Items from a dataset
"""
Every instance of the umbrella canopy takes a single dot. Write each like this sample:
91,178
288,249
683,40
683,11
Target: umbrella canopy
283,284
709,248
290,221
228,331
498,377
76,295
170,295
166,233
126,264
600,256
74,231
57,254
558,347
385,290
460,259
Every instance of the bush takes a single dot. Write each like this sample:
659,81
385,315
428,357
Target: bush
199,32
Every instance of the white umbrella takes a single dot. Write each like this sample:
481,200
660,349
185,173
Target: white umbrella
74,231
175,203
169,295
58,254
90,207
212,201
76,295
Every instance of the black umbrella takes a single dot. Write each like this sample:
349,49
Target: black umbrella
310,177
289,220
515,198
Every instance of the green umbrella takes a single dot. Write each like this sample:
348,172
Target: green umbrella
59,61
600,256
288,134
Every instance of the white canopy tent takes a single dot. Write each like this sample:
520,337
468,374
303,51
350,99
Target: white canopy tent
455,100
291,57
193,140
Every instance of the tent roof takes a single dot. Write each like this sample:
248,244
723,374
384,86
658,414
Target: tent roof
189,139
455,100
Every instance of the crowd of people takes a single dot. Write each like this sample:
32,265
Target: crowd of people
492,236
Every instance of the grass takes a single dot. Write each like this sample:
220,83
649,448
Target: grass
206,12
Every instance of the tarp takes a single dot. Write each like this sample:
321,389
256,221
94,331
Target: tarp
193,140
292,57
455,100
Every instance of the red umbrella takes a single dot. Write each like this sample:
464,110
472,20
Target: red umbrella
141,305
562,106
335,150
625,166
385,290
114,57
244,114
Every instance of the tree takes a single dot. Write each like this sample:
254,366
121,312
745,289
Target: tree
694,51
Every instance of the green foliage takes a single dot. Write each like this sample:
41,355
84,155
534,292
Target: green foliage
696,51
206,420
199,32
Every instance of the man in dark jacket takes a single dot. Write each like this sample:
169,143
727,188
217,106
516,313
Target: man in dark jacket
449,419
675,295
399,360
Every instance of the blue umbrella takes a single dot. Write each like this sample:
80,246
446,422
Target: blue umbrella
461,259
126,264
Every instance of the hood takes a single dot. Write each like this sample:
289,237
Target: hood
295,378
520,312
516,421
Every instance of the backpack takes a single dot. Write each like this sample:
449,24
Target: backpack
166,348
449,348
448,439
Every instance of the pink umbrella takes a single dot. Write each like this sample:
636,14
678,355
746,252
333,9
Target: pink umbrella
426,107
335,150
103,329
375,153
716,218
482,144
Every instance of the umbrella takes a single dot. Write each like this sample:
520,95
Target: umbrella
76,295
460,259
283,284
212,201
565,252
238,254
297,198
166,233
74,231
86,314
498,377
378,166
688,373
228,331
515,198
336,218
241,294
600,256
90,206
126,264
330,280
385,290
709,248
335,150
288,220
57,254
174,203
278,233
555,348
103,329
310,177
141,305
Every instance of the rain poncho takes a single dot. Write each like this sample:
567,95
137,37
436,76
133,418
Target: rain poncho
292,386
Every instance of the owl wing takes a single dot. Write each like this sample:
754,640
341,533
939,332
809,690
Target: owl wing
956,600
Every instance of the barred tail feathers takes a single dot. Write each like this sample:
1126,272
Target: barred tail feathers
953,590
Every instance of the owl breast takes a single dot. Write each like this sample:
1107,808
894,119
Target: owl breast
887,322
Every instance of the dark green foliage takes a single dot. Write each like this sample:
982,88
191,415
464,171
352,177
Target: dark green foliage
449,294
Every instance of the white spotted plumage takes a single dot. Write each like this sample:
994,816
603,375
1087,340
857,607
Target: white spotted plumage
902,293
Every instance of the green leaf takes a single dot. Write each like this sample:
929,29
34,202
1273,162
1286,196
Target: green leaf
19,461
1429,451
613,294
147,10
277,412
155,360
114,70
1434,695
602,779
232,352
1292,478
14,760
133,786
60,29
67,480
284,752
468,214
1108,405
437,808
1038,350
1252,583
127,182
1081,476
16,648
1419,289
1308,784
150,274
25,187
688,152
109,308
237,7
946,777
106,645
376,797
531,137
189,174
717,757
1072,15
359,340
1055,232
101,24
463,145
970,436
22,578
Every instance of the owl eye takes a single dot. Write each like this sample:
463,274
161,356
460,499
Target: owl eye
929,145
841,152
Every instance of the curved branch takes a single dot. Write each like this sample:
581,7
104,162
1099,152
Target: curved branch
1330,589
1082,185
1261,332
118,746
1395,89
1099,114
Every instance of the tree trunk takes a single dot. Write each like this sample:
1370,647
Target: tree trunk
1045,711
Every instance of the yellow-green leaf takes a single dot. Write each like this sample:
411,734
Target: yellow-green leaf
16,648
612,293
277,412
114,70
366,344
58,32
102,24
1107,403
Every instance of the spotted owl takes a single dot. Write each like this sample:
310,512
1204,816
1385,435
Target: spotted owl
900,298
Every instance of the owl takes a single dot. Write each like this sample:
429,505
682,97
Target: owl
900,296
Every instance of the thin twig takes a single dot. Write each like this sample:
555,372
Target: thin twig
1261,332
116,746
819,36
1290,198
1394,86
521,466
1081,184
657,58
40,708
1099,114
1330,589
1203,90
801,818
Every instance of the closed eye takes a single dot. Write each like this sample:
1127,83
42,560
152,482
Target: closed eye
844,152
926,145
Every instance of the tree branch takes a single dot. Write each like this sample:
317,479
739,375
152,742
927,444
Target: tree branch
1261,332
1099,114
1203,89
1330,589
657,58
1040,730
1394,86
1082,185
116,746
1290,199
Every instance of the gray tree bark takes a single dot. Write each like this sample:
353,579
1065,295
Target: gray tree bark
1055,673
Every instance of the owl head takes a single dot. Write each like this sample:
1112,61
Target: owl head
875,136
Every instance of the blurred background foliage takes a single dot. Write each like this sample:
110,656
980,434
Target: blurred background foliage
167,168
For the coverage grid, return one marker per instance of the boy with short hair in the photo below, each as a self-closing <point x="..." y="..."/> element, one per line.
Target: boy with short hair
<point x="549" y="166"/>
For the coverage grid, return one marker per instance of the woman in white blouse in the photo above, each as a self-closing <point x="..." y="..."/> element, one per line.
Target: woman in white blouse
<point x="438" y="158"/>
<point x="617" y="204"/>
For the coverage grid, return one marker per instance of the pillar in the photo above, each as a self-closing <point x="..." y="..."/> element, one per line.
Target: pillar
"""
Faithfully reproduce all of the records, character for character.

Every instance of the umbrella canopy takes a single dot. Write each like this sample:
91,178
288,249
683,40
683,11
Target: umbrella canopy
283,284
709,248
290,221
228,331
498,377
76,295
170,295
166,233
126,264
600,256
74,231
57,254
558,347
385,290
460,259
Every instance of the bush takes a single dot. Write each like this sample:
659,81
385,315
428,357
Target: bush
199,32
Every instance of the white umbrella takes a single dot. Write each like this sample:
481,200
660,349
185,173
Target: white umbrella
74,231
175,203
169,295
58,254
90,207
212,201
76,295
Every instance of the black umbrella takes a single dot. Write each like this sample:
349,49
Target: black umbrella
310,177
289,220
515,198
Every instance of the green umbrella takes a single dot. Write each like this sample:
348,172
Target: green umbrella
59,61
600,256
288,134
Every instance of the white canopy tent takes a single dot. Write each like this sample:
520,337
468,374
303,51
350,99
Target: white canopy tent
455,100
291,57
193,140
Every instance of the tent roof takes a single dot. Write each like this sample:
248,244
723,374
384,86
658,414
Target: tent roof
189,139
455,100
Every instance of the crowd of people takes a single dot. Write each like this sample:
32,265
Target: crowd of people
492,236
Every instance of the grass takes a single dot. Write each like this sample:
220,83
649,448
Target: grass
206,12
Every instance of the tarp takes a single dot. Write each like this sample:
321,389
256,221
94,331
Target: tarp
193,140
292,57
455,100
Every instance of the red umbrella takes a single dot. Write each like this sample:
464,110
472,20
Target: red umbrella
141,305
562,106
335,150
625,166
385,290
114,57
244,114
Every instance of the tree takes a single dot. Write each like this sample:
254,366
121,312
745,289
Target: tree
694,51
Every instance of the green foliage takes a single dot. Write each like this sample:
41,355
84,155
534,292
Target: green foliage
696,51
206,420
199,32
Every instance of the man in dark jacket takes a single dot. Write each like this sample:
169,143
727,188
217,106
516,313
Target: man in dark jacket
449,419
675,295
399,360
Every instance of the blue umbrella takes a single dot. Write each like this sample:
80,246
446,422
Target: blue umbrella
461,259
126,264
Every instance of the hood takes a single dot. Write each like this sample:
289,237
Target: hood
295,378
520,312
516,421
Every instance of the backpack takes a single dot. Write each like this sample:
449,24
Target: backpack
166,348
449,348
448,439
Every instance of the pink umbrella takes a single dot. Write each like this sample:
636,14
678,355
746,252
333,9
Target: pink umbrella
426,107
335,150
103,329
375,153
716,218
482,144
Every instance of the umbrella takes a single dot. Write each like this sample:
520,95
Target: umbrella
76,295
460,259
283,284
212,201
565,252
238,254
297,198
166,233
74,231
86,314
498,377
378,166
688,373
228,331
515,198
336,218
241,294
600,256
90,206
126,264
330,280
385,290
709,248
335,150
288,220
57,254
174,203
278,233
555,348
103,329
310,177
141,305
Every instance of the rain poncho takes a single dot. Write each like this sample:
567,95
137,37
436,76
133,418
Target: rain poncho
292,386
Every instance of the owl wing takes a single dot. Write each like this sample:
754,640
341,533
939,332
809,690
Target: owl wing
956,600
Every instance of the barred tail feathers takes a single dot. Write each like this sample:
1126,272
Target: barred tail feathers
953,590
Every instance of the owl breast takes a single dot. Write each like this sample:
1107,808
894,119
Target: owl breast
887,322
Every instance of the dark green foliage takes a single dot. Write each like this sample:
982,88
191,415
464,171
352,177
Target: dark green foliage
449,294
Every instance of the white spotted plumage takes a single dot. Write each like this sample:
994,816
603,375
1087,340
857,607
Target: white spotted plumage
902,293
Every instance of the green leaf takes a single dot. Write each like this sample:
929,29
34,202
1273,162
1286,196
Target: green leaf
19,461
1429,451
613,294
147,10
277,412
155,360
114,70
1434,695
602,779
232,352
1292,478
14,760
133,786
60,29
67,480
284,752
468,214
1108,405
437,808
1038,350
1252,583
127,182
1081,476
16,648
1419,289
1308,784
150,274
25,187
688,152
109,308
237,7
946,777
106,645
376,797
531,137
189,174
717,757
1072,15
359,340
1055,232
101,24
463,145
970,436
22,578
Every instance of the owl eye takes a single dot. Write each like this sample:
463,274
161,356
460,499
Target: owl eye
929,145
841,152
Every instance of the curved branch takes a single dot. Write each like this sample:
581,7
104,162
1099,152
Target: curved branch
1330,589
1082,185
1261,332
118,746
1395,89
1099,114
Every instance of the tree trunk takes a single dot. Write each like this sample:
1370,647
Target: tree trunk
1045,711
Every instance of the yellow-green leaf takes a single dot. Write each like this sample:
411,734
Target: yellow-green leaf
16,648
612,293
277,412
114,70
366,344
58,32
102,24
1107,403
Every instance of the spotted owl takes a single dot. Write each like this sample:
310,512
1204,816
1385,435
Target: spotted owl
900,298
Every instance of the owl takes a single dot. Write each like this sample:
429,505
682,97
Target: owl
900,296
Every instance of the thin twig takes a single dot. Write each like this sample:
555,372
Target: thin twig
1261,332
116,746
819,36
1290,198
1394,86
521,466
1081,184
657,58
40,708
1099,114
1330,589
1203,90
801,818
Every instance of the closed eye takes a single dot. Write each like this sample:
1127,83
42,560
152,482
Target: closed eye
844,152
926,145
Every instance of the tree branch takes a single dot. Write each like this sample:
317,479
739,375
152,742
927,444
Target: tree branch
1261,332
1099,114
1203,89
1330,589
657,58
1040,730
1394,86
1082,185
116,746
1290,199
Every instance of the gray tree bark takes a single dot. Write each like this sample:
353,579
1065,295
Target: gray tree bark
1055,673
Every instance of the owl head takes a single dot. Write each like this sample:
1112,61
Target: owl head
875,136
Every instance of the blurred background foliage takes a single dot. Write each like this sample:
110,656
980,434
Target: blurred background foliage
167,168
For the coverage grid, return one marker per instance of the boy with short hair in the photo below, each as a self-closing <point x="..." y="..."/> element, one per line.
Target: boy with short hair
<point x="549" y="166"/>
For the coverage grid, return one marker per instance of the woman in white blouse in the photo above, each as a self-closing <point x="..." y="..."/> element, one per line.
Target: woman in white blouse
<point x="438" y="158"/>
<point x="617" y="204"/>
For the coverage grid, return one marker per instance of the pillar in the photo above, each as a self-closing <point x="..." y="..."/> element, one per line.
Target: pillar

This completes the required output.